BACAAN:
Mohon tunggu...
M. Ali Amiruddin
M. Ali Amiruddin Mohon Tunggu... Guru - Guru SLB Negeri Metro, Ingin berbagi cerita setiap hari, terus berkarya dan bekerja, karena itu adalah ibadah.

Warga negara biasa yang selalu belajar menjadi pembelajar. Guru Penggerak Angkatan 8 Kota Metro. Tergerak, Bergerak dan Menggerakkan.

Selanjutnya

Tutup

Politik Pilihan

Pejuang Anti "Uang Haram" Pun Gagal

10 April 2014   14:01 Diperbarui: 23 Juni 2015   23:50 4
+
Laporkan Konten
Laporkan Akun
Kompasiana adalah platform blog. Konten ini menjadi tanggung jawab bloger dan tidak mewakili pandangan redaksi Kompas.
Lihat foto
Bagikan ide kreativitasmu dalam bentuk konten di Kompasiana | Sumber gambar: Freepik

Pemilu ini menyisakan sebuah ironi yang cukup menyentak para pelopor demokrasi yang mengatasnamakan sebagai pejuang "anti uang haram". Mereka yang sepatutnya didukung oleh kaum muda dan kaum miskin pun seperti terberangus oleh kepentingan sesaat yang membunuh jutaan manusia Indonesia.

PETUNJUK PENGERJAAN:
1. Terjemahkan kalimat dari bacaan ini ke dalam bahasa Inggris: "Pemilu ini menyisakan sebuah ironi yang cukup menyentak para pelopor demokrasi yang mengatasnamakan sebagai pejuang 'anti uang haram'."
2. Menurut bacaan, M. Ali Amiruddin menjadi guru di sekolah mana?

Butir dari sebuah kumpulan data
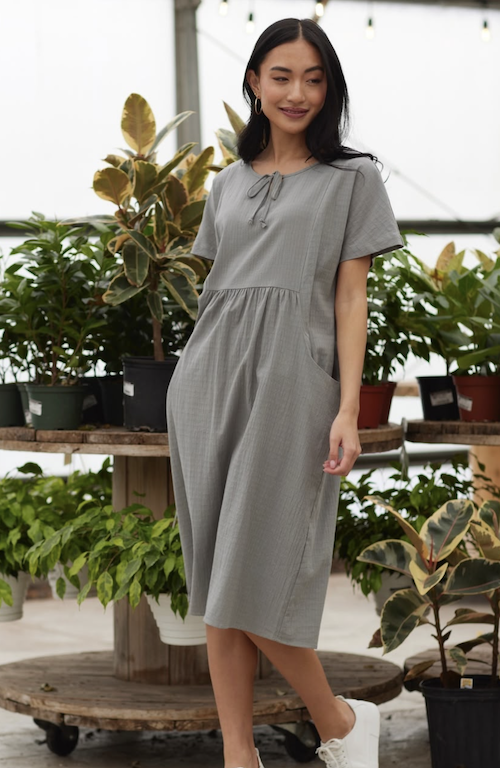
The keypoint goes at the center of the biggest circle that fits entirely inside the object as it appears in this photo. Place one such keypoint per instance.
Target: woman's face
(291, 85)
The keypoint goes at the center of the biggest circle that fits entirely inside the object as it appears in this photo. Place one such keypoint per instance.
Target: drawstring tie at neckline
(272, 184)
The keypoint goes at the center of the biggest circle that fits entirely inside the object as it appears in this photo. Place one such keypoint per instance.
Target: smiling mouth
(294, 112)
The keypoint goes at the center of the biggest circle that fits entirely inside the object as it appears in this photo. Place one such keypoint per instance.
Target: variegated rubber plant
(159, 209)
(455, 555)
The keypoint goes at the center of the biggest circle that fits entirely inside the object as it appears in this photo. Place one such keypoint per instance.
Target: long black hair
(325, 134)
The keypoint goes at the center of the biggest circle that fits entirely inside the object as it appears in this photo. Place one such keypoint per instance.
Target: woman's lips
(294, 113)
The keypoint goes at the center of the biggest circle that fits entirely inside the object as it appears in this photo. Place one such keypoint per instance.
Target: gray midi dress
(255, 392)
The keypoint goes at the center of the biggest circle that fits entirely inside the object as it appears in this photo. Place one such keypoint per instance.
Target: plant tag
(465, 402)
(443, 397)
(35, 407)
(128, 388)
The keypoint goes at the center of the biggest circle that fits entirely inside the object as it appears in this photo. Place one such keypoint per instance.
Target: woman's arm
(351, 321)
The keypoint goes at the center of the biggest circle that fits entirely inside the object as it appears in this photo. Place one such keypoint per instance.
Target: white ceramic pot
(19, 586)
(392, 581)
(71, 591)
(173, 629)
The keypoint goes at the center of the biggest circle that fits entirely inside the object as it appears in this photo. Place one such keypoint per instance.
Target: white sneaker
(359, 749)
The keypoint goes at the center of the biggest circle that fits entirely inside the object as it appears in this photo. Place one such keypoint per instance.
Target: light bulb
(320, 9)
(486, 31)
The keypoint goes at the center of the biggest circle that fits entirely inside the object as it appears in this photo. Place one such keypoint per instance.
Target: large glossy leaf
(135, 262)
(113, 185)
(425, 581)
(119, 290)
(409, 530)
(138, 124)
(145, 245)
(171, 126)
(392, 553)
(191, 215)
(176, 194)
(400, 615)
(145, 180)
(485, 538)
(473, 577)
(197, 174)
(445, 529)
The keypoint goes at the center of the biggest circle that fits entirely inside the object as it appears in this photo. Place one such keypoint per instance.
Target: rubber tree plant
(158, 209)
(443, 571)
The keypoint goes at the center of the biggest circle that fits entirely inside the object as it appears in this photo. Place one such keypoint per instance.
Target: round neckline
(284, 175)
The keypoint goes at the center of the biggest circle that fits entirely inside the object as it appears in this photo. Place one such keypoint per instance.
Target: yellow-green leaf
(145, 180)
(113, 185)
(135, 262)
(138, 124)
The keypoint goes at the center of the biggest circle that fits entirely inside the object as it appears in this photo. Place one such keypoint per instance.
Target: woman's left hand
(343, 434)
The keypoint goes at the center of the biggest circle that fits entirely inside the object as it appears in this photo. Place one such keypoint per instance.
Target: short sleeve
(371, 227)
(205, 243)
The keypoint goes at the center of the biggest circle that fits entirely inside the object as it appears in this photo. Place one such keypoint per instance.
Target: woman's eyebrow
(310, 69)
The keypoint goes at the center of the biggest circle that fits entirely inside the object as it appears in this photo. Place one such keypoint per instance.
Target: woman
(260, 430)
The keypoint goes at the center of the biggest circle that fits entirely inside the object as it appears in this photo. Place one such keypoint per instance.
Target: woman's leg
(302, 669)
(232, 658)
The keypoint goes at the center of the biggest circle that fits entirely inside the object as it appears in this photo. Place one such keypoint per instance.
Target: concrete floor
(55, 627)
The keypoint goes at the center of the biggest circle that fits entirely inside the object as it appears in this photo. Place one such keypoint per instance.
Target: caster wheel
(301, 740)
(61, 739)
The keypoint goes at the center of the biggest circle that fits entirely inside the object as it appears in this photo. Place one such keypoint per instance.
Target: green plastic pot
(55, 407)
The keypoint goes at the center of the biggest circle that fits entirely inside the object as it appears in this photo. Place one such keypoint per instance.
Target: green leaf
(105, 588)
(135, 593)
(400, 615)
(61, 587)
(138, 124)
(113, 185)
(473, 577)
(446, 528)
(135, 262)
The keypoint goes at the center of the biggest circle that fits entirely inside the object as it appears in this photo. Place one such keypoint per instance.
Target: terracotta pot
(478, 397)
(372, 400)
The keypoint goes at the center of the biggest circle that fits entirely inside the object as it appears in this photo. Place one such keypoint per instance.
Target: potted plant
(159, 209)
(462, 712)
(51, 302)
(455, 309)
(361, 522)
(25, 518)
(128, 554)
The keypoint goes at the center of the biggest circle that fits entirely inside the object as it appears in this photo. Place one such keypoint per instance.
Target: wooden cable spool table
(145, 684)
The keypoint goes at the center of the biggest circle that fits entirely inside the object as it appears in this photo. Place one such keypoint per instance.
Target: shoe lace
(333, 754)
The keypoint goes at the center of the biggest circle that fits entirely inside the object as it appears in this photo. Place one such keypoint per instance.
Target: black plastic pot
(56, 407)
(112, 399)
(11, 409)
(463, 724)
(439, 398)
(23, 392)
(145, 383)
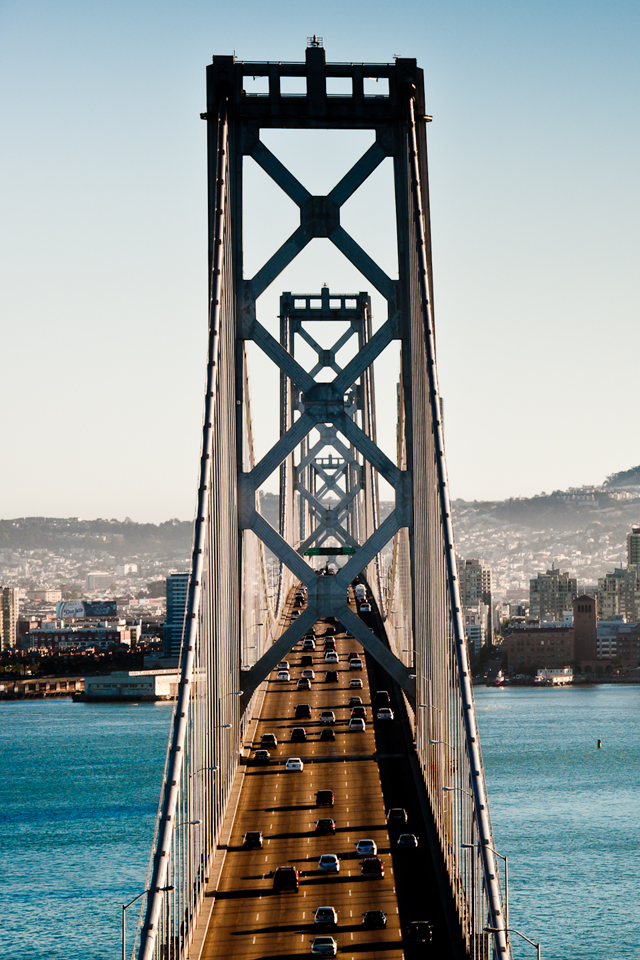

JAWABAN LATIHAN:
1. This election has left an irony that quite jolts the pioneers of democracy who claim the name of fighters "against dirty money."

2. Di SLB Negeri Metro.